§ Given exercise
Please locate every line of the records that contains the word "brown" and copy each one. Case counts.

§ Provided records
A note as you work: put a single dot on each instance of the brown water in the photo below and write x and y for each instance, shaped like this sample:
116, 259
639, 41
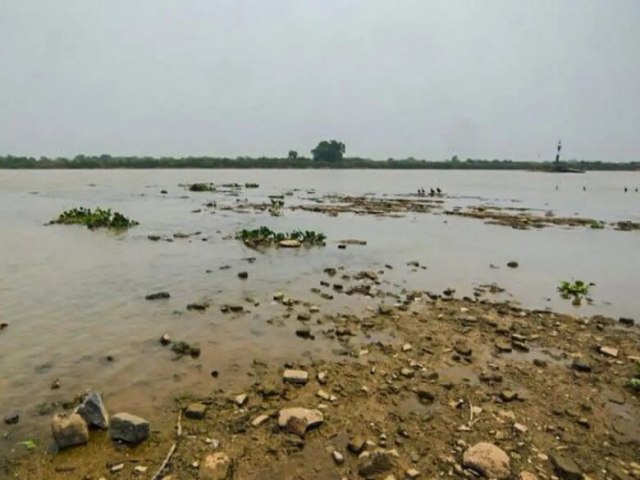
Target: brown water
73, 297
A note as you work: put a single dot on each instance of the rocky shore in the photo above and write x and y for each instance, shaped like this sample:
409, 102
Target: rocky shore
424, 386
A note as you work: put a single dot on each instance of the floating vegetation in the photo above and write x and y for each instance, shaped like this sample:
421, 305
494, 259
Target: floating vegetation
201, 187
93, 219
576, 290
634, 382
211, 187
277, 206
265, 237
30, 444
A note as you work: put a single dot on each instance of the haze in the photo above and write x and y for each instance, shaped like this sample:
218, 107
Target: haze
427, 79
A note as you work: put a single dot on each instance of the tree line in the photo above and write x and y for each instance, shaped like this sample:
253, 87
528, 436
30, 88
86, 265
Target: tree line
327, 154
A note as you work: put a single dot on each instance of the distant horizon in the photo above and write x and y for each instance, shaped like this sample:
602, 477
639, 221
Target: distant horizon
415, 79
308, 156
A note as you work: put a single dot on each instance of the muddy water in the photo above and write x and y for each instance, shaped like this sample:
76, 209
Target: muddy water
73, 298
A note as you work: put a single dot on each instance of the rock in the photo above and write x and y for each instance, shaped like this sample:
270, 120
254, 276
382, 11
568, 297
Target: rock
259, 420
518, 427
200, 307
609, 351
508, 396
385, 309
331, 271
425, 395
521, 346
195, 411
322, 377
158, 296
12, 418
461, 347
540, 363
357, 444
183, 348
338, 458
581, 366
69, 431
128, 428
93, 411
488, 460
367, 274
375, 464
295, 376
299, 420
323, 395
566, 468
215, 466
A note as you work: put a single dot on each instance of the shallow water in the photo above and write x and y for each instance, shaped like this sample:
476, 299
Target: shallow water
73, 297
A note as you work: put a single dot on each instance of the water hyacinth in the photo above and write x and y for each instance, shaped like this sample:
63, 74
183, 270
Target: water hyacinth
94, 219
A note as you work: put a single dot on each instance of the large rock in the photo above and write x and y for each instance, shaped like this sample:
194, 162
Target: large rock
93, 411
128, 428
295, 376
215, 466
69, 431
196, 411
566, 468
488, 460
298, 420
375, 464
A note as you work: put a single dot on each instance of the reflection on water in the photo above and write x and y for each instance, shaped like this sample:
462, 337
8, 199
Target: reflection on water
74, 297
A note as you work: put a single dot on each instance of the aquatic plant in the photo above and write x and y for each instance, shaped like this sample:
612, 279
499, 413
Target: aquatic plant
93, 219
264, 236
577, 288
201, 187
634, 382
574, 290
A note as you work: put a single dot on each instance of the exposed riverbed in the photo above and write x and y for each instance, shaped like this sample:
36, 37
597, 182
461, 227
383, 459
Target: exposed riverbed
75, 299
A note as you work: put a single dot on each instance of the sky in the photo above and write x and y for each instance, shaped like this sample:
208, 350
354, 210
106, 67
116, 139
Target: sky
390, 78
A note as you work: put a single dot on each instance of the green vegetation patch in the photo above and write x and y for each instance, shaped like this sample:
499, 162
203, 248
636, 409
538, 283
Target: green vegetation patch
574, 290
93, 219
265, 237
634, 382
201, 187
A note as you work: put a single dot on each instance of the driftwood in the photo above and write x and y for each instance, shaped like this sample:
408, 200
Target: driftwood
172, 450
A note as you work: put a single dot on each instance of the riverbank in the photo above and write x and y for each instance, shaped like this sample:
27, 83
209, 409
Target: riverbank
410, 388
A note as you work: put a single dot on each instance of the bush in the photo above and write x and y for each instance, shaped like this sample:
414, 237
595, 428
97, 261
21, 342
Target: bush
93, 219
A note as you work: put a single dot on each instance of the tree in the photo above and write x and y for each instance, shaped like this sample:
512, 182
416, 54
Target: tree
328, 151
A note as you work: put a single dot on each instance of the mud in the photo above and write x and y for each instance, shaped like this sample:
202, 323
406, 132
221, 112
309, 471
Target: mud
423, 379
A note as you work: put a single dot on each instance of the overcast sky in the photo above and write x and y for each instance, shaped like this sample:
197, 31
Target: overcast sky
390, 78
...
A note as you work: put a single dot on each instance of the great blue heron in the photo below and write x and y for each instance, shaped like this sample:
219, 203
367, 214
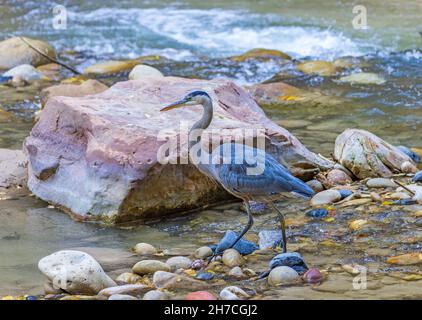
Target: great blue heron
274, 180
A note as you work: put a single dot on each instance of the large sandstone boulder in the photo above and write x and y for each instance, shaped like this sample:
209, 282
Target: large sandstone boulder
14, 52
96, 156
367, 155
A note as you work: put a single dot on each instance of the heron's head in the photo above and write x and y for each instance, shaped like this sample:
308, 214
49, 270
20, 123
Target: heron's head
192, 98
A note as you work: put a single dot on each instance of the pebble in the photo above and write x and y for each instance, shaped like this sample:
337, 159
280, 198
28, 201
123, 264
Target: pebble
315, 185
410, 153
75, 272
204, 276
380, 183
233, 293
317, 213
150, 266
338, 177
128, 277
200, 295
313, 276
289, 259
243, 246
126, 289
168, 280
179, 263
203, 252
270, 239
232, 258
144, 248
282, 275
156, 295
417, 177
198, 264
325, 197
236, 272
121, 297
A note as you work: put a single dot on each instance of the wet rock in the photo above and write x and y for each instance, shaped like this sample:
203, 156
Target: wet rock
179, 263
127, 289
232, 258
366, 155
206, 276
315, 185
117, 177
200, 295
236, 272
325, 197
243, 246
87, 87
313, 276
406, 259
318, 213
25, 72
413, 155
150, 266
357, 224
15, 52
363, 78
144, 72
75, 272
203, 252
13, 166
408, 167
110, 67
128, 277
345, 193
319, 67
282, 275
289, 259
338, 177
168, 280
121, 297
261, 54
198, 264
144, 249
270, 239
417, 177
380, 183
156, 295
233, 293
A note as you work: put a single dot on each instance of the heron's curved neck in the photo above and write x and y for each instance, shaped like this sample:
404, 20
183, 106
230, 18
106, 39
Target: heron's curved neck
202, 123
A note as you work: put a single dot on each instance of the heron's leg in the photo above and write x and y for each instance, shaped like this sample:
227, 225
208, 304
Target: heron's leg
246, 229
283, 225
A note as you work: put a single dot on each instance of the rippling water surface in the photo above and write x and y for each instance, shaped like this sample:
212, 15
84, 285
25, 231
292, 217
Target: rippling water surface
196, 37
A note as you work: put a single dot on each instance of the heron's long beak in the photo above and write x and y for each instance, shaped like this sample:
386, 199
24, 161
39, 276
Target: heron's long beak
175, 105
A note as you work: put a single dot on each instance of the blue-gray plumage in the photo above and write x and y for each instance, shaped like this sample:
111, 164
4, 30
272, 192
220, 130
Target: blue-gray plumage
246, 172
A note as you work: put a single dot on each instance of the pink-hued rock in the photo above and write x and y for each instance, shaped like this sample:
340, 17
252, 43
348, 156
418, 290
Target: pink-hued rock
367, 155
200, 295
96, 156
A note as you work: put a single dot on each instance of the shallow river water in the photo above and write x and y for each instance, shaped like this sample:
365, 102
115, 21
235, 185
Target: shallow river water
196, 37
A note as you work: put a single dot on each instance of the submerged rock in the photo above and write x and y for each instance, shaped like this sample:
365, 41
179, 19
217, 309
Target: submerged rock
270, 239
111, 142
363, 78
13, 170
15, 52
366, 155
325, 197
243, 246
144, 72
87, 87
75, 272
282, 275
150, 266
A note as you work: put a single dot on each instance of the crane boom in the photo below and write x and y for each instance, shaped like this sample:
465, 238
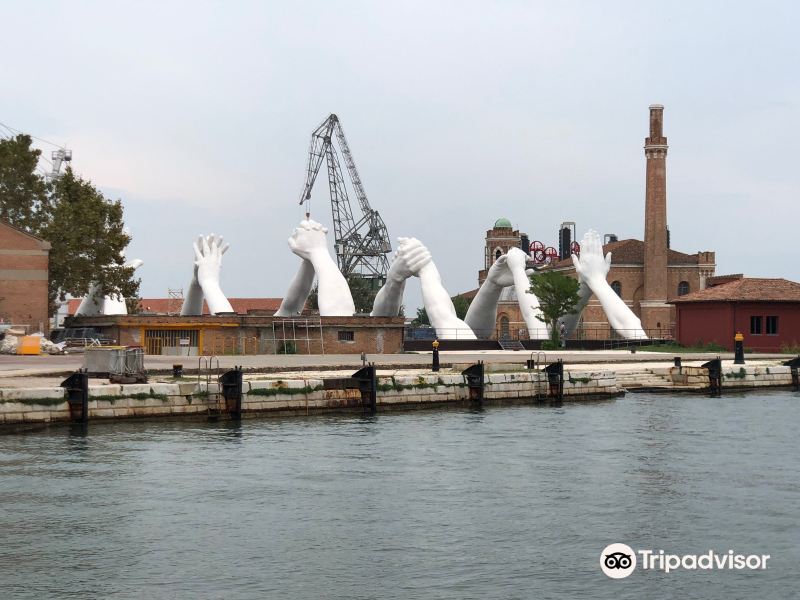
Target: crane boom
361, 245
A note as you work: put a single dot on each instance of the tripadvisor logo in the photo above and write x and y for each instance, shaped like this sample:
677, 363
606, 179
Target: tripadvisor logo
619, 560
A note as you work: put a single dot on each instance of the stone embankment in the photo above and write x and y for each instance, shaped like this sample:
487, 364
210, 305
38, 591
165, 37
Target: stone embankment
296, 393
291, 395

§ Response below
A note as you work: put a single dot on each instance of the brown water in the photo below and write x and y for each instance, shaped like this sample:
Target: brown water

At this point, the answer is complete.